In the piece about Dovetail's Chicago method, what software pipeline does Dovetail use to assemble the genome after the Chicago library is sequenced?

** Document text follows **

What do you get the genomicist who has everything? How about a high-quality de novo genome of their favorite species?! How, you ask? Well, using Dovetail’s new Chicago library prep and analysis method.
This year, Ed Green and colleagues launched Dovetail Genomics with the promise of taking your organism’s purified high molecular weight DNA and turing it into a high-quality de novo genome assembly. To do so, they modified a chromosome conformation capture technique, Hi-C, so that it would work with naked DNA, thereby limiting the amount of inter-chromosomal cross-links (which are bad for genome assembly because you are build scaffolds that span multiple chromosomes).
Dovetail’s method, which is detailed in this preprint that generated a gator genome, takes your purified DNA, reconstitutes the chromatin in vitro, and then uses the Hi-C method to cross-link DNA and generate an Illumina sequencing library. The end results is essentially a mate-pair library on steroids. Where the typical mate-pair library gets you mate-pairs that are up to ~20Kb, in theory, the Chicago method can give you mate-pairs that are as long as the input DNA fragments, which should be millions of bases long. After sequencing your Chicago library (and a few other standard sequencing libraries), Dovetail uses their HiRise software pipeline to assemble a high quality de novo genome just for you.
So there you go — the post-holiday gift for that genomics researcher who is always hard to shop for. But it won’t be cheap. It’ll run you at least $10,000 and potentially more than $40,000 depending on all of the bells and whistles you add to the genome. Happy shopping!
REFERENCES
Putnam NH, O’Connell B, Stites JC et al. (2015) Chromosome-scale shotgun assembly using an in vitro method for long-range linkage.

** End of Document text **
** Record extracts follows **

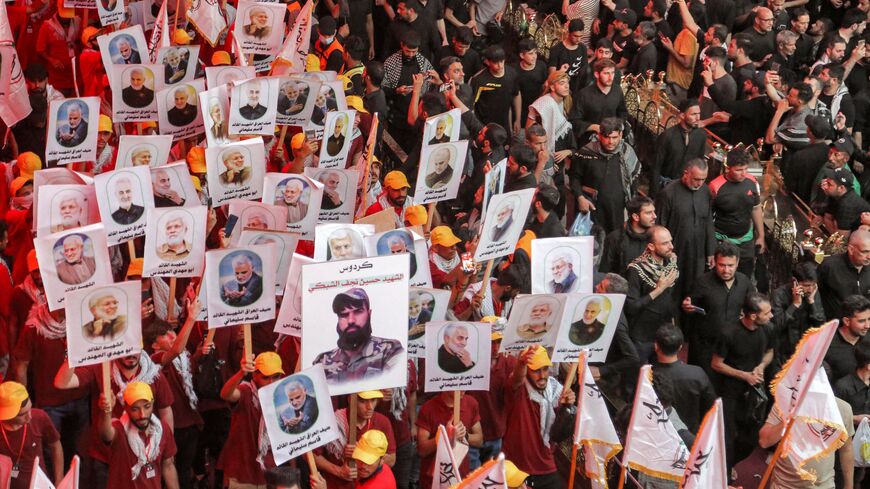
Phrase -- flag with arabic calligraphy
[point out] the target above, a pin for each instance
(706, 468)
(447, 470)
(652, 445)
(594, 430)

** End of Record extracts **

*The completed task*
HiRise